■ **ОПИСАНИЕ ЗАДАНИЯ**
Перепишите без изменений часть отрывка о плавании галеоты от «LV. В следующее» до «тут они остановились.».

LIV. В четверг двадцатого марта, года от Р. X. тысяча четыреста четвертого, галеота была готова и посланники выехали оттуда поздно, во время вечерни. Вместе с этими посланниками ехал также тот посол, которого Тамурбек посылал к государю королю; и в этот день они проехали только до колонн, что составляет около мили от города Перы, потому что там надобно было запастись водой. В следующую пятницу они выехали оттуда и вошли в Большое море около обедни, и была хорошая погода, а во время вечерни подъехали к замку Секель и простояли там ночь. После полуночи уехали оттуда и продолжали свой путь; во время вечерни были у Финогии, где у них погибла прежняя галеота, и не захотели останавливаться там, а пошли дальше, и во время вечерни же подошли к одной реке, которая течет из Турции: они хотели остановиться [108] в ней на ночь, но она была не глубока. Ночь была тихая, и они простояли вне гавани.

LV. В следующее воскресенье во время вечерни они приехали в порт, находившийся у Турецкого города, который называется Понторакия, и принадлежит Мисал Маталаби, старшему сыну Турка; и тут они остановились.

На другой день, в понедельник, они остались там, так как не могли поехать, потому что ветер был противный. Этот город Понторакия построен на скалах, на самом берегу моря, и на вершине стоит замок, очень сильно укрепленный. Город мало населен, и те, которые живут в нем, по большей части Греки и только немногие Турки. Прежде они принадлежали к империи Константинопольской; говорят, что тому назад лет тридцать, немного больше или меньше, император Константинопольский продал город Турку, отцу того Мисала Маталаби, за сколько то тысяч дукатов. Этот город был очень богат и очень знаменит в этой земле своим хорошим портом; а это имя получил он от одного императора, который его построил, и которого звали Понто; земля же эта называлась Ракия. [109]

На другой день, во вторник, двадцать пятого числа марта месяца, они выехали оттуда и продолжали свой путь, и во время вечерни поравнялись с одним замком, который стоял на Турецкой земле у самого моря; он называется Рио, и в нем никто не живет. У подошвы его находится гавань, но они не могли войти в нее, потому что там собралось много Турок, которые пришли на берег, как только увидели галеоту, думая что на ней едут люди, которые замышляют нанести какой-нибудь вред их земле. Они остановились вне гавани у плоского берега, а в полночь выехали оттуда, и во время обедни подошли к реке, которая течет из Турции и называется Партен. Они вошли в нее, чтобы запастись водою; при входе в нее стояла высокая скала и на верху ее была построена башня, которая была сделана для охранения входа в эту реку, для того чтобы галеры не могли в ней останавливаться; они тотчас же уехали оттуда и в полдень приехали к городу, который называется Самастро.

■ **БЛОК ДАННЫХ**

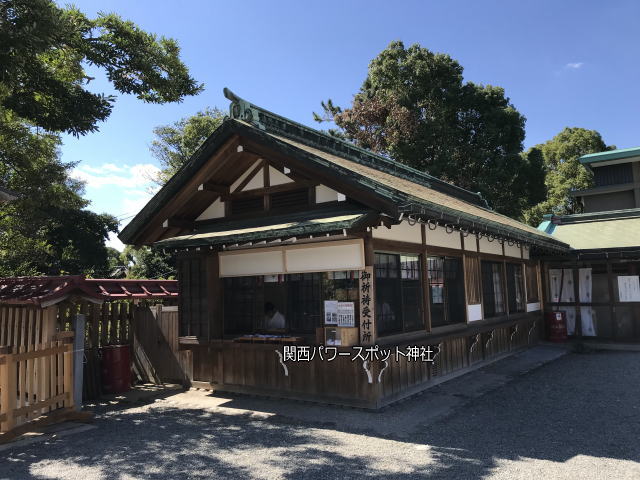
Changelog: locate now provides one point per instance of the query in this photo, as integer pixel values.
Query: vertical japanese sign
(367, 307)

■ **РЕЗУЛЬТАТ ЗАДАНИЯ**
LV. В следующее воскресенье во время вечерни они приехали в порт, находившийся у Турецкого города, который называется Понторакия, и принадлежит Мисал Маталаби, старшему сыну Турка; и тут они остановились.